Palavras-chave: Lei de Inclusão. Estatuto. Pessoa com Deficiência. Reflexos no Direito Civil.

 

Abstract: Subdued by the State and society for a long time, people with disabilities had their collective claims for recognition and social space suppressed. But as a result of more than 50 years of struggles and demands, notable legislative advances have been achieved by such people in Brazil. In this context, the present article aims to analyze the Law of Inclusion of Persons with Disabilities or the Statute of Persons with Disabilities, 2015, and its effects on Brazilian Civil Law. To this end, the historical evolution of the theme will be studied, with an emphasis on the historical political opening that had occurred at the end of the 1970s, in order to understand the social and legislative motivations and dismemberments that caused this law to emerge. Then, the changes brought about by the devices, referring to the theme, of the private code will be analyzed. Finally, we will discuss the impasses to be faced for the effective inclusion of these people, in all aspects.

Keywords: Inclusion Law. Statute. Disabled Person. Reflexes in Civil Law.

 

Sumário: Introdução. 1. Síntese da eclosão histórica dos movimentos de PCD no Brasil e suas repercussões política e legislativa. 1.1 Evolução histórica da abertura política. 1.2 Evolução legislativa decorrente das mudanças políticas engajadas. 2. O Estatuto da Pessoa com Deficiência e seus benefícios gerados frente ao Direito Civil brasileiro. 2.1. Personalidade e capacidade civil. 2.2 Participação das PCD no papel testemunhal. 2.3 Nulidade matrimonial? Não mais. 2.4 A inserção da Tomada de Decisão Apoiada e as mudanças ao instituto da Curatela. 3 Impasses a serem enfrentados a partir da Lei de Inclusão. Considerações finais. Referências bibliográficas.

 

Introdução

Historicamente as pessoas com deficiência sempre encontraram, por todo o globo, barreiras sociais que as impediam de figurar como protagonistas de suas próprias vidas. E no Brasil, tal fato não se distinguiu.

A legislação civil brasileira, por muito tempo, limitou a participação plena das pessoas com deficiência perante a sociedade, sob a escusa de que estaria promovendo a proteção de tal minoria, por entender que tais pessoas estariam envoltas de uma suposta “vulnerabilidade”.

OS DADOS:
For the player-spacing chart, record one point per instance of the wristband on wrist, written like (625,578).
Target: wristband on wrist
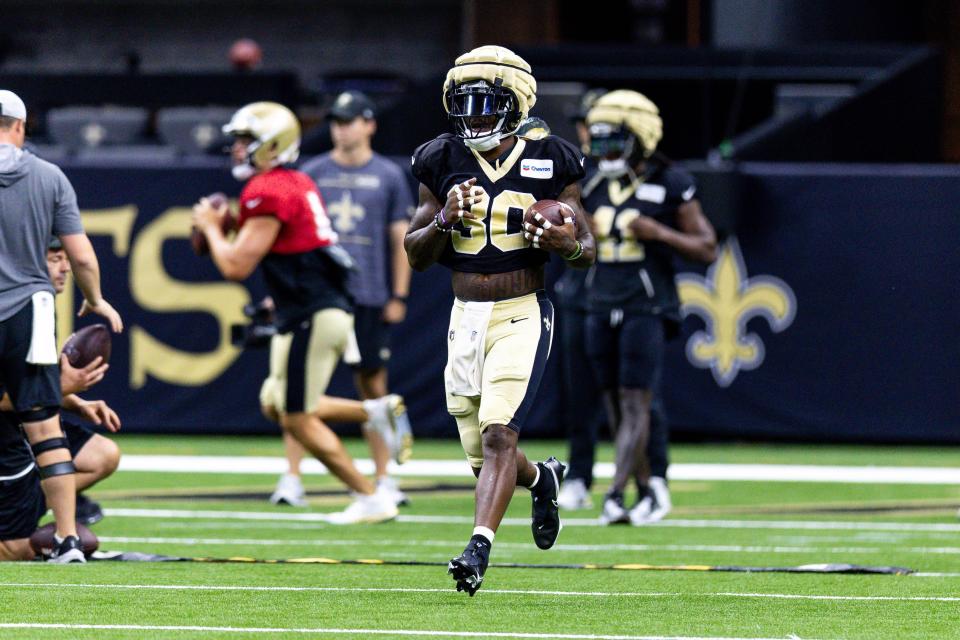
(576,253)
(440,222)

LISTA DE TAREFAS:
**a.** Reproduza fielmente uma parte do trecho fornecido. Comece nas palavras "Keywords: Inclusion Law." e pare depois de "finais. Referências bibliográficas.".
**b.** Prossiga com o texto sobre o Estatuto da Pessoa com Deficiência a partir da última frase apresentada.

RESPOSTAS DOS EXERCÍCIOS:
**a.**
Keywords: Inclusion Law. Statute. Disabled Person. Reflexes in Civil Law.

 

Sumário: Introdução. 1. Síntese da eclosão histórica dos movimentos de PCD no Brasil e suas repercussões política e legislativa. 1.1 Evolução histórica da abertura política. 1.2 Evolução legislativa decorrente das mudanças políticas engajadas. 2. O Estatuto da Pessoa com Deficiência e seus benefícios gerados frente ao Direito Civil brasileiro. 2.1. Personalidade e capacidade civil. 2.2 Participação das PCD no papel testemunhal. 2.3 Nulidade matrimonial? Não mais. 2.4 A inserção da Tomada de Decisão Apoiada e as mudanças ao instituto da Curatela. 3 Impasses a serem enfrentados a partir da Lei de Inclusão. Considerações finais. Referências bibliográficas.

**b.**
Perante a lei, a existência da deficiência na vida do ser humano era o argumento suficiente para considerá-los inaptos, ineficientes, absolutamente incapazes de praticarem, de per si, atos civis comuns a qualquer outro cidadão.

Contudo, com o crescimento galopante de movimentos sociais no final da década de 1970, as pessoas com deficiência ganhavam, pela primeira vez, voz perante a sociedade e o Estado. Tais movimentos reivindicavam muito além do que apenas a eliminação de barreiras estruturais; eles lutavam pelo direito e pelo espaço de serem vistos como cidadãos por toda a sociedade.

E através de mais de 50 anos de lutas e desafios enfrentados, hoje, com o advento da Lei nº 13.146/2015, intitulada Lei Brasileira de Inclusão da Pessoa com Deficiência, ou também chamada de Estatuto da Pessoa com Deficiência, o Direito Civil brasileiro vivencia significativas mudanças estruturais, de modo a enxergar tal minoria da mesma forma que ela enxerga a si própria: capaz de tudo aquilo que desejar.

A introdução dessa recente norma no ordenamento jurídico brasileiro, demanda maior reflexão acerca dos pontos positivos conquistados às pessoas com deficiência, principalmente pela nova visão de participação de tal grupo nas diversas relações civis comuns.

Ao longo desse trabalho utilizar-se-á a metodologia qualitativa e bibliográfica para a resolução da problemática do presente artigo, que será: Quais os reflexos trazidos pela Lei Brasileira de Inclusão da Pessoa com Deficiência no Direito Civil brasileiro?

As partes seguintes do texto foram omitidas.